▶ _Task_
Condense the paragraph beginning "The Norwegian owner's original expectation" from the Hoegh Autoliners car carrier text into a short bulleted list that keeps its main facts.

[[ Text section, beginning ]]

Hoegh Autoliners expects to build its next round of four large dual-fuel car carriers as ammonia-diesel burners, and skip LNG entirely as a fuel source.
The development comes after engine maker MAN Energy Solutions said it can deliver large ammonia-burning marine engines by the fourth quarter of 2024.
That will come in time for installation in ships nine to 12 in the series of 9,100-ceu car carriers under construction at China Merchants Heavy Industry Jiangsu (CMHI Jiangsu).
The ammonia-diesel quartet would be on the water by 2026.
The Norwegian owner’s original expectation had been to build the upcoming set of option ships as dual-fuel LNG-diesel burners and convert the LNG fuel train and fuel injection systems to ammonia within five or 10 years.
“When we designed those ships, we were totally obsessed with LNG,” Hoegh Autoliners chief executive Andreas Enger told TradeWinds. “But the developments with ammonia went much faster than we had expected…”
The news represents a breakthrough in the feasibility of ammonia as a marine fuel.

[[ Text section, end ]]
[[ Supplied material, beginning ]]

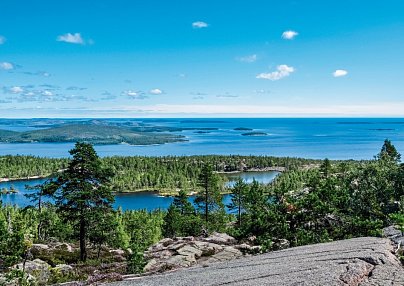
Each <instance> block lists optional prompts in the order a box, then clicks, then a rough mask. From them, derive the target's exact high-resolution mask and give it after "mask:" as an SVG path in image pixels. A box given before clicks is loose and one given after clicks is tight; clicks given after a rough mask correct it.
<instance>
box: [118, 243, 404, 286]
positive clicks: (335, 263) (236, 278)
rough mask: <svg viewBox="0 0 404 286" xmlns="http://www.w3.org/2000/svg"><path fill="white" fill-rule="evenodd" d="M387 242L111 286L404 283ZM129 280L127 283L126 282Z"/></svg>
mask: <svg viewBox="0 0 404 286" xmlns="http://www.w3.org/2000/svg"><path fill="white" fill-rule="evenodd" d="M394 251H395V246H394V245H393V244H392V243H391V241H390V240H389V239H382V238H371V237H365V238H355V239H349V240H343V241H336V242H331V243H323V244H316V245H308V246H302V247H295V248H289V249H285V250H281V251H274V252H270V253H267V254H262V255H256V256H250V257H243V258H240V259H235V260H231V261H227V262H218V263H213V264H210V265H199V264H197V266H196V267H192V268H190V269H183V270H178V271H175V272H172V271H171V272H167V273H165V274H162V275H153V276H149V277H132V278H131V279H130V278H129V277H128V278H127V279H128V280H127V281H122V282H116V283H112V284H111V286H112V285H113V286H129V285H138V286H154V285H156V286H157V285H158V286H161V285H165V286H171V285H176V286H180V285H184V286H185V285H193V286H198V285H245V286H248V285H257V286H258V285H277V286H282V285H330V286H333V285H341V286H342V285H344V286H364V285H397V286H398V285H404V270H403V268H402V266H401V264H400V262H399V260H398V259H397V257H396V256H395V255H394V254H393V252H394ZM129 279H130V280H129Z"/></svg>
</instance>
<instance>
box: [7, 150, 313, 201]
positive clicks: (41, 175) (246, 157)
mask: <svg viewBox="0 0 404 286" xmlns="http://www.w3.org/2000/svg"><path fill="white" fill-rule="evenodd" d="M101 161H102V162H103V164H104V165H106V166H108V167H109V168H111V169H112V173H113V176H112V183H113V188H114V192H136V191H147V190H149V191H150V190H151V191H161V192H164V193H166V192H170V191H176V190H178V189H184V190H186V191H193V190H195V188H199V186H198V178H199V175H200V172H201V169H202V166H203V165H204V164H205V163H209V164H211V165H212V166H213V168H214V171H216V172H234V171H245V170H250V169H257V170H261V169H264V168H268V167H282V168H286V169H290V170H292V169H297V168H300V167H303V166H310V165H314V164H319V163H320V161H319V160H310V159H301V158H287V157H284V158H278V157H269V156H236V155H234V156H219V155H211V156H182V157H176V156H168V157H141V156H138V157H118V156H115V157H105V158H101ZM67 164H68V159H66V158H65V159H52V158H40V157H33V156H0V178H27V177H33V176H39V177H51V176H52V175H54V174H57V172H58V171H60V170H63V169H65V168H66V166H67Z"/></svg>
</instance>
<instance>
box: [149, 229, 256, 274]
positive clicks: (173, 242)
mask: <svg viewBox="0 0 404 286" xmlns="http://www.w3.org/2000/svg"><path fill="white" fill-rule="evenodd" d="M260 250H261V249H260V247H259V246H250V245H248V244H246V243H243V244H237V241H236V240H235V239H234V238H233V237H231V236H229V235H227V234H225V233H213V234H212V235H210V236H209V237H193V236H189V237H177V238H174V239H171V238H165V239H163V240H161V241H160V242H159V243H157V244H155V245H153V246H151V247H150V248H149V249H148V250H147V251H146V252H145V258H146V259H147V260H148V263H147V265H146V266H145V268H144V270H145V272H146V274H151V273H158V272H164V271H168V270H174V269H178V268H183V267H190V266H195V265H208V264H210V263H213V262H220V261H227V260H232V259H235V258H239V257H241V256H243V255H249V254H256V253H259V252H260Z"/></svg>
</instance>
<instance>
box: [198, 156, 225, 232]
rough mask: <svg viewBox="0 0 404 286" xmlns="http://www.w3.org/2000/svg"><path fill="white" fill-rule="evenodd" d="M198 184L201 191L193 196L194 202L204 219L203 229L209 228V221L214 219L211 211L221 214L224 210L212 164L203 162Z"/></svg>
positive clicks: (207, 228) (216, 180)
mask: <svg viewBox="0 0 404 286" xmlns="http://www.w3.org/2000/svg"><path fill="white" fill-rule="evenodd" d="M199 184H200V186H201V187H202V191H201V192H199V193H198V194H197V196H196V198H195V204H196V205H197V206H198V209H199V211H200V212H201V213H202V215H203V217H204V220H205V230H206V231H208V230H209V223H214V222H215V219H214V217H213V216H211V215H212V214H213V213H217V214H221V213H222V212H224V205H223V202H222V195H221V194H220V189H219V178H218V175H217V174H215V173H214V172H213V168H212V165H210V164H205V165H204V166H203V167H202V171H201V175H200V177H199Z"/></svg>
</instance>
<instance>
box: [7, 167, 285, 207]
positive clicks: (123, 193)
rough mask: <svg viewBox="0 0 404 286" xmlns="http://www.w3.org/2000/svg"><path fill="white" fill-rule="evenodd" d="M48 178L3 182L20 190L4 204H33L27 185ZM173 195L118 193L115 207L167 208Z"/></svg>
mask: <svg viewBox="0 0 404 286" xmlns="http://www.w3.org/2000/svg"><path fill="white" fill-rule="evenodd" d="M278 174H279V173H278V172H244V173H237V174H228V175H227V176H228V178H229V181H228V182H227V183H226V184H227V185H228V186H230V187H231V186H232V185H233V184H234V182H235V180H236V179H237V178H238V177H241V178H242V179H243V180H245V181H246V182H247V183H251V182H252V180H253V178H255V179H256V180H257V181H258V182H259V183H263V184H267V183H270V182H271V181H272V180H273V179H274V178H275V177H276V176H277V175H278ZM45 180H46V179H32V180H19V181H12V182H1V183H0V190H1V189H2V188H6V189H10V188H12V187H13V188H15V189H16V190H17V191H18V192H17V193H16V194H8V195H0V196H1V199H2V201H3V204H7V205H18V206H20V207H26V206H28V205H32V203H31V202H30V201H29V199H27V198H26V197H25V196H24V194H29V193H33V191H32V190H28V189H27V188H26V185H29V186H35V185H38V184H42V183H44V182H45ZM44 201H50V199H44ZM172 201H173V198H172V197H163V196H159V195H158V194H156V193H154V192H138V193H118V194H116V195H115V203H114V207H115V208H119V207H120V208H122V209H123V210H139V209H147V210H149V211H152V210H156V209H163V210H166V209H167V208H168V207H169V206H170V204H171V203H172ZM190 201H191V202H193V201H194V197H190ZM230 202H231V196H230V195H224V196H223V203H224V204H225V205H228V204H230Z"/></svg>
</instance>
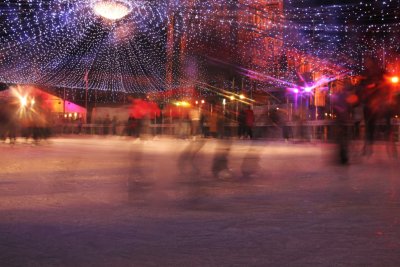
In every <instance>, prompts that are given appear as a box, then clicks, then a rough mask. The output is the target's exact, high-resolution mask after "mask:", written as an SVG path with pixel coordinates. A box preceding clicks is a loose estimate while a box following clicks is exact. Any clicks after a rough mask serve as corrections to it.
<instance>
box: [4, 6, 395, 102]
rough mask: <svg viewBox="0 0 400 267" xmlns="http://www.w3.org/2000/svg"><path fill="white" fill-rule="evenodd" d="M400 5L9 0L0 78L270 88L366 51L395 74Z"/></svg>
mask: <svg viewBox="0 0 400 267" xmlns="http://www.w3.org/2000/svg"><path fill="white" fill-rule="evenodd" d="M318 2H319V3H318ZM322 2H323V3H322ZM316 3H318V4H316ZM280 7H283V9H281V8H280ZM399 10H400V4H399V1H397V0H386V1H377V0H374V1H363V0H359V1H353V0H346V1H339V0H338V1H330V0H327V1H311V0H286V1H279V0H224V1H223V0H212V1H201V0H192V1H183V0H175V1H172V0H171V1H161V0H156V1H148V0H52V1H45V0H3V1H2V2H1V3H0V26H1V27H0V29H1V32H0V82H5V83H17V84H19V83H23V84H42V85H46V86H57V87H66V88H71V89H74V88H75V89H77V88H81V89H85V88H86V80H85V77H86V78H87V87H88V89H89V94H90V95H93V94H94V92H95V90H99V91H111V92H128V93H130V92H143V93H145V92H148V91H162V90H165V89H167V88H171V87H177V86H181V87H189V86H193V85H196V86H199V84H200V85H201V83H202V82H206V83H208V84H212V85H217V86H218V87H221V88H223V89H227V88H230V89H231V90H232V91H234V92H238V91H240V90H242V89H243V88H250V87H251V86H253V85H252V84H253V83H259V84H262V85H263V86H259V88H261V87H262V88H265V89H266V90H270V88H272V87H276V88H279V87H280V86H281V87H290V86H291V85H293V84H295V83H296V79H297V76H298V70H296V69H294V70H291V68H298V65H299V64H300V62H303V61H308V64H309V65H310V66H309V71H319V70H320V69H322V68H323V69H327V68H330V70H331V72H332V73H334V75H338V73H339V74H340V73H342V72H344V71H345V72H351V71H359V70H360V69H361V66H362V63H363V61H362V58H363V56H365V55H366V54H369V55H373V56H376V57H378V58H379V60H380V61H381V63H382V65H385V66H386V67H387V68H388V70H389V72H392V73H395V72H396V71H397V72H399V69H398V64H397V63H396V62H398V59H399V52H400V48H399V44H400V40H399V39H400V37H399V36H400V35H399V31H400V30H399V29H400V27H399V26H400V18H399V16H400V14H399ZM300 58H302V59H301V60H300ZM307 58H308V59H307ZM291 61H292V62H294V63H293V64H291V63H290V62H291ZM286 62H289V64H288V65H286ZM304 64H306V63H304ZM221 66H222V67H221ZM293 66H295V67H293ZM218 68H221V69H224V70H226V69H228V70H231V71H232V70H233V72H235V73H237V74H238V75H241V76H242V77H244V79H245V80H244V82H243V81H242V82H240V81H237V80H236V82H234V81H233V79H232V77H231V78H229V77H228V78H227V76H229V75H230V74H221V71H219V70H218ZM214 69H216V71H214ZM222 72H223V71H222ZM85 75H86V76H85ZM213 75H214V76H213ZM224 75H225V76H224ZM171 77H172V78H171ZM250 81H253V82H250Z"/></svg>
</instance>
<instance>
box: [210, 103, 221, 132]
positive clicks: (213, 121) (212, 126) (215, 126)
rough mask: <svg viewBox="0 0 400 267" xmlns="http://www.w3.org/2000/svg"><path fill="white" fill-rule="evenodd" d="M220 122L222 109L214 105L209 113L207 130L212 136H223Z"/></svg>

[[ Supplied material, end ]]

▶ _Expected answer_
- Hoegh Autoliners first planned to build the upcoming option ships as dual-fuel LNG-diesel burners.
- It expected to convert their LNG fuel train and fuel injection systems to ammonia within five or 10 years.